** Requests **
a. In the storm passage, duplicate word for word the part that opens with the words containing "Gales screeched, thunder" and closes with "bed covers, cowering.".
b. According to the storm passage, what does the word dorje mean?

### Passage given ###

Gales screeched, thunder pounded, flares of white light blazed inside and out. My fear broke all records. This sturm und drang was no temporary tantrum or scolding. The fury was evil, and I just knew it wasn't going to end well. But what's a girl to do? Well, about the only thing a terrified person facing her worst nightmare can do: I hid under the bed covers, cowering.
My roof sounded as if tabla master Zakir Hussein was pounding a rhythmic thud thud thud. Jeesuuz! I thought, now we've got hail! No, maybe it was acorns being shaken off the massive oak. The bong! bong! stopped but not the frenzied light show with boomers. I lay in my duvet bomb shelter empathizing with people in war zones: the London blitz, Syrian carpet bombing, Tripoli terror. In these horrific and often inexplicable barrages, you have no control, no power, no say in the outcome. All you can do is lie there quaking like the landscape around you. You can only lie in wait, hoping the next big kaboom! goes harmlessly by, sparing you like the Lord of Passover. All you can do is pray.
So I did, loudly as though the shout of mantra could drown out the rumbles of fear and crackling of thunder. I tried to turn the terrifying lightning streaks into Guru Rinpoche's all powerful dorje, the great thunderbolt that strikes evil and negativity. Dorje means indestructible and in practice I am supposed to imagine a protective ring of these flaming thunderbolts around me. I tried to visualize my besieged house encircled, lightening bouncing off the whole shebang. I shouted the Guru Rinpoche mantra over and over as if it too could deflect the never ending swords of electricity savaging midnight's black.

### Dataset rows ###

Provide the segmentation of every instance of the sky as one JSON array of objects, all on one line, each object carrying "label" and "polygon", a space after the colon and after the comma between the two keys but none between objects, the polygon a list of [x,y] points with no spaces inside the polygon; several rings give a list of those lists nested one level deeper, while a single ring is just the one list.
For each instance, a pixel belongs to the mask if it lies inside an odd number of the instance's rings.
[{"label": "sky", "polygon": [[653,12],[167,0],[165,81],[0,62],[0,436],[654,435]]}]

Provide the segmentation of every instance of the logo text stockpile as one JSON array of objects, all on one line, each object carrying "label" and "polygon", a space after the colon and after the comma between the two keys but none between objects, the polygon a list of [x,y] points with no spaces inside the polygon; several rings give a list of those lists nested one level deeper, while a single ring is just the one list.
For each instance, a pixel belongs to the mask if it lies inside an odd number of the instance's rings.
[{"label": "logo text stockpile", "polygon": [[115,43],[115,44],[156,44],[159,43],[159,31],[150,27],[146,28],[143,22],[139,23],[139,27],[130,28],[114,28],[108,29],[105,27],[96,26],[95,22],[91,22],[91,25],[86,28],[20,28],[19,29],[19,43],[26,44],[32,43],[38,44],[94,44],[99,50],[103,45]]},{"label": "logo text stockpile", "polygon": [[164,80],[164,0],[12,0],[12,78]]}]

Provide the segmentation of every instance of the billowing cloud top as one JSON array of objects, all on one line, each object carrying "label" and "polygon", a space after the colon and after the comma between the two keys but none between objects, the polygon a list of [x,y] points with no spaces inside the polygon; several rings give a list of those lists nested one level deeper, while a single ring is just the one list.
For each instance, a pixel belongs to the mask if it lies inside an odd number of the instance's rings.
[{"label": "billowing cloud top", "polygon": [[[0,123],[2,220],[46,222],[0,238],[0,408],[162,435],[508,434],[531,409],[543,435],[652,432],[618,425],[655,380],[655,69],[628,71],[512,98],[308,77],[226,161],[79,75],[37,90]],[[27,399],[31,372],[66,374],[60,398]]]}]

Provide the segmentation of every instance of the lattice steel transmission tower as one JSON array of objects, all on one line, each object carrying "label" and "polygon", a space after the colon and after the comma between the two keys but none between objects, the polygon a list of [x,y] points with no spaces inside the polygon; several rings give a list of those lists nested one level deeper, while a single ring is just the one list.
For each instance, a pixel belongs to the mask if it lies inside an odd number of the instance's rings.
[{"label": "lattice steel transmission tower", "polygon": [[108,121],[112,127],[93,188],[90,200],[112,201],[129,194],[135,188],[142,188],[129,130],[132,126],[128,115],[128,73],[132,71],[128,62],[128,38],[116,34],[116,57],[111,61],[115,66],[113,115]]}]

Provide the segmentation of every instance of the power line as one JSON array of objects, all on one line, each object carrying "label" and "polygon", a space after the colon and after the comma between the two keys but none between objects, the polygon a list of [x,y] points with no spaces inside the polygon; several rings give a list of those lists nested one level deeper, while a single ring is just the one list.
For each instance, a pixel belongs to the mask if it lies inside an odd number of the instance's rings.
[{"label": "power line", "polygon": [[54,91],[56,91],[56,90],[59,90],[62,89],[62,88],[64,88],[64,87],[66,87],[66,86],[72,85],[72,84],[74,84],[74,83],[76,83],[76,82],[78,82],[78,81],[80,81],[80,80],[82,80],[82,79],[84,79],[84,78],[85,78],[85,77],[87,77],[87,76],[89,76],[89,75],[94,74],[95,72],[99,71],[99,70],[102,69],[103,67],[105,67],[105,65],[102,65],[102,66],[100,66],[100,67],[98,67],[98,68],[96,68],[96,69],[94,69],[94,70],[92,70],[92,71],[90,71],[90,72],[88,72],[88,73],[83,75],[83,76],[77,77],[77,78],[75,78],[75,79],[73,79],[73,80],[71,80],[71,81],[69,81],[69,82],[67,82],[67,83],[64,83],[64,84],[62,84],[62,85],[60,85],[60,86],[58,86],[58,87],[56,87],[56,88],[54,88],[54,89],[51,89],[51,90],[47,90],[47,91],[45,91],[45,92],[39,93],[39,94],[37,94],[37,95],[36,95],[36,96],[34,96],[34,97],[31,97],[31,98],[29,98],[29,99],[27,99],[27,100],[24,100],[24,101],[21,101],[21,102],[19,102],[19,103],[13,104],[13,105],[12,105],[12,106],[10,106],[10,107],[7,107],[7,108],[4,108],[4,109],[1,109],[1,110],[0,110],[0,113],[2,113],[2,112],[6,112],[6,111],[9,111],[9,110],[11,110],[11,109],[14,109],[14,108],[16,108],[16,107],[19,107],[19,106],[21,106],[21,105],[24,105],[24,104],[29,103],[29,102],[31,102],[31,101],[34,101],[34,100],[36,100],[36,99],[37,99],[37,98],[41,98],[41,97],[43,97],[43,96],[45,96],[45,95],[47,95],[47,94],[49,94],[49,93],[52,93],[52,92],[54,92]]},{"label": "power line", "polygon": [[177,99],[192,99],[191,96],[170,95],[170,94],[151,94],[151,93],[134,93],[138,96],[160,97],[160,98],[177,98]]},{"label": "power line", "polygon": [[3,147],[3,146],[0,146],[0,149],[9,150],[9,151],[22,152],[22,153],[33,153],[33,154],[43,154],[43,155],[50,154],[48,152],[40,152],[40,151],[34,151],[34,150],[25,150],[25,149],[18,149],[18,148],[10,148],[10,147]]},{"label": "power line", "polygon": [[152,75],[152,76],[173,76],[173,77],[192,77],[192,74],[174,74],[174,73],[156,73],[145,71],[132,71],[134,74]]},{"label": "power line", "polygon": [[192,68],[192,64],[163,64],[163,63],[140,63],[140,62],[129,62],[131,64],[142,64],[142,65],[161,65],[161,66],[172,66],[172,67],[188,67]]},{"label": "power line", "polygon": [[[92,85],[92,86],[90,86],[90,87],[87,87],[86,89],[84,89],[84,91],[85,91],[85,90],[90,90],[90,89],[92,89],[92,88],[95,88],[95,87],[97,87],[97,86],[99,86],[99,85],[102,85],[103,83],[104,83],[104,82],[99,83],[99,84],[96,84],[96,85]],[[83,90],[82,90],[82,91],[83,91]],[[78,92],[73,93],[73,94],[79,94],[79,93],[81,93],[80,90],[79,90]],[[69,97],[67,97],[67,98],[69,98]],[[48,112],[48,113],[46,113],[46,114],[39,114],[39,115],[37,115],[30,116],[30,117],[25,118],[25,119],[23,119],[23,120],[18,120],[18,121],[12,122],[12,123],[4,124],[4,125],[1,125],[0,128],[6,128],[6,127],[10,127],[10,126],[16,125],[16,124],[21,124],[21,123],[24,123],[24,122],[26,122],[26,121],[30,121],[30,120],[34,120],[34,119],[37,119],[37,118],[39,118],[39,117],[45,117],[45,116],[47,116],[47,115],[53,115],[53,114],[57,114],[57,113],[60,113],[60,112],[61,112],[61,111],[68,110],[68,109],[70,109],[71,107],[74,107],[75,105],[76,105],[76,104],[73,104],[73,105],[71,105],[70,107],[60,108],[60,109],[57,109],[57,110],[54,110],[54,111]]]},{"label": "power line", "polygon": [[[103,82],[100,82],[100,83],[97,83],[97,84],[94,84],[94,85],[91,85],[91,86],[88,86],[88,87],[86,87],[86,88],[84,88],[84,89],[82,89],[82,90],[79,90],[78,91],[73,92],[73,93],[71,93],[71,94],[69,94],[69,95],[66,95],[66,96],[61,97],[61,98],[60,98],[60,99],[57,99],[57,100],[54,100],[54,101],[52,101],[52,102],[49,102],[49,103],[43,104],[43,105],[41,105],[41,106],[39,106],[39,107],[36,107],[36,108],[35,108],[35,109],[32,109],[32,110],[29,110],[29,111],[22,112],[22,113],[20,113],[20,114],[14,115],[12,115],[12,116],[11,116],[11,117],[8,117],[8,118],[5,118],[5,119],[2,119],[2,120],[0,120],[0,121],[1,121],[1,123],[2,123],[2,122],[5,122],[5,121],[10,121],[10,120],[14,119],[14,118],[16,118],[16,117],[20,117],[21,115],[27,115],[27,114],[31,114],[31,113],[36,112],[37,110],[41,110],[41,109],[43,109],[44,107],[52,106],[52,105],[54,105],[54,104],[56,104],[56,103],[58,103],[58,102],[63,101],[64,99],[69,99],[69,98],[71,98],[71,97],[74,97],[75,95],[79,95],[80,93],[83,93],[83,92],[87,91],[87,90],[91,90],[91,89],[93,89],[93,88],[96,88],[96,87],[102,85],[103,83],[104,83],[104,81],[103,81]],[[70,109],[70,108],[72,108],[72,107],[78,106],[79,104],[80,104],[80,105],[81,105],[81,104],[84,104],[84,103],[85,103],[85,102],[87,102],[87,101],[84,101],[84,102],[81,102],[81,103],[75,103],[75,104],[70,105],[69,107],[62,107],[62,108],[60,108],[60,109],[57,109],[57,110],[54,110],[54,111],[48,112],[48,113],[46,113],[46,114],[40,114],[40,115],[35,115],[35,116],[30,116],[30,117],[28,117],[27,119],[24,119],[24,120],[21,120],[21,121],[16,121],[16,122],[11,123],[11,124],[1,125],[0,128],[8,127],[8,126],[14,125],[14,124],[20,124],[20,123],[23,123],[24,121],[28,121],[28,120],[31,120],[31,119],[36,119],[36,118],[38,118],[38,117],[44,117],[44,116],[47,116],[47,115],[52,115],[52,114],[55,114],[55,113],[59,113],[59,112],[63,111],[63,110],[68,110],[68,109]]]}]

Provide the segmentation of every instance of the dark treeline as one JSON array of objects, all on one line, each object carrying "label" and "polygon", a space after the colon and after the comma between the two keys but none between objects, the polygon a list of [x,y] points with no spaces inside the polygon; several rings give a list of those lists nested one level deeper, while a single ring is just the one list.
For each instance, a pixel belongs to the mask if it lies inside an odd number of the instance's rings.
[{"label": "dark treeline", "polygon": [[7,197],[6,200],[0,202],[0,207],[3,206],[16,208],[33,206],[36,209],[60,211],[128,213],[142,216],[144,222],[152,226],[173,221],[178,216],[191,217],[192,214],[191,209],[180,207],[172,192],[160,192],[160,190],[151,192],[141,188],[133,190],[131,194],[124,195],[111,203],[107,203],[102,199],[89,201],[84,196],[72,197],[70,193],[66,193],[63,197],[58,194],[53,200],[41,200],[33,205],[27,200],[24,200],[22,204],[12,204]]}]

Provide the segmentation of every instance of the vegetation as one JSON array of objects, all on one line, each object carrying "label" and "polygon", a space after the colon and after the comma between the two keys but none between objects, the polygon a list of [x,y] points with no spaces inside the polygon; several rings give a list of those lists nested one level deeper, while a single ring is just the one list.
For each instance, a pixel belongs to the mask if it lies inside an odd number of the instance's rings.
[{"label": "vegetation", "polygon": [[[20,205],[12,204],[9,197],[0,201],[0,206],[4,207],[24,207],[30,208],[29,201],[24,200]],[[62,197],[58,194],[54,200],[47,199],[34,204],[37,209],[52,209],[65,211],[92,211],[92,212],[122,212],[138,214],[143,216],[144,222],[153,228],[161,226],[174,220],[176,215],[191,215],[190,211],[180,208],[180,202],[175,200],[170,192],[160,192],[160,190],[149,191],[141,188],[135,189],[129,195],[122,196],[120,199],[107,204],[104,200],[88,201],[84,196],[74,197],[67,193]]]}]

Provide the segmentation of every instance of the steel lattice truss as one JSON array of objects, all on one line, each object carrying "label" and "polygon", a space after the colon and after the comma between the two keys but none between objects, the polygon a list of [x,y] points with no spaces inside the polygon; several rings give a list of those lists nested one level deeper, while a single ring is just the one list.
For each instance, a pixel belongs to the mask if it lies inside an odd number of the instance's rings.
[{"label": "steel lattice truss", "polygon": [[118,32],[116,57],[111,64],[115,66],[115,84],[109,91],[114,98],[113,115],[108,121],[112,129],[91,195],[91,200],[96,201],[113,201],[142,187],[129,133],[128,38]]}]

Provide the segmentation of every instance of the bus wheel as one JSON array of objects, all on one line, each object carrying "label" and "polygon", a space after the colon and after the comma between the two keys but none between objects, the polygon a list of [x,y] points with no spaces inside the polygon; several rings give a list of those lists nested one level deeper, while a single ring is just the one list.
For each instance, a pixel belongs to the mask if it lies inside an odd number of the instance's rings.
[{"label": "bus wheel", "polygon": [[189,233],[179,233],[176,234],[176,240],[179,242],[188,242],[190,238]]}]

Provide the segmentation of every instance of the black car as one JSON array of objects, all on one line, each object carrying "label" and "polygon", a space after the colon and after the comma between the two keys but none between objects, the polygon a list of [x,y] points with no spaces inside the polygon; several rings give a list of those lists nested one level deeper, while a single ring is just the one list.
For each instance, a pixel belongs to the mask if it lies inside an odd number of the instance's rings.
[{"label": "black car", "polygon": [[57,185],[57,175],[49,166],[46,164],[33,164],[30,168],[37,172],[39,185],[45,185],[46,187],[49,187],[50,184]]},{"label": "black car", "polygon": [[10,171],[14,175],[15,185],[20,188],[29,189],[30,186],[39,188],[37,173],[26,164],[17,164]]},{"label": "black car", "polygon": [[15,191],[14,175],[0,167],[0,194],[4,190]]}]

###

** Solutions per task **
a.
Gales screeched, thunder pounded, flares of white light blazed inside and out. My fear broke all records. This sturm und drang was no temporary tantrum or scolding. The fury was evil, and I just knew it wasn't going to end well. But what's a girl to do? Well, about the only thing a terrified person facing her worst nightmare can do: I hid under the bed covers, cowering.

b. Indestructible.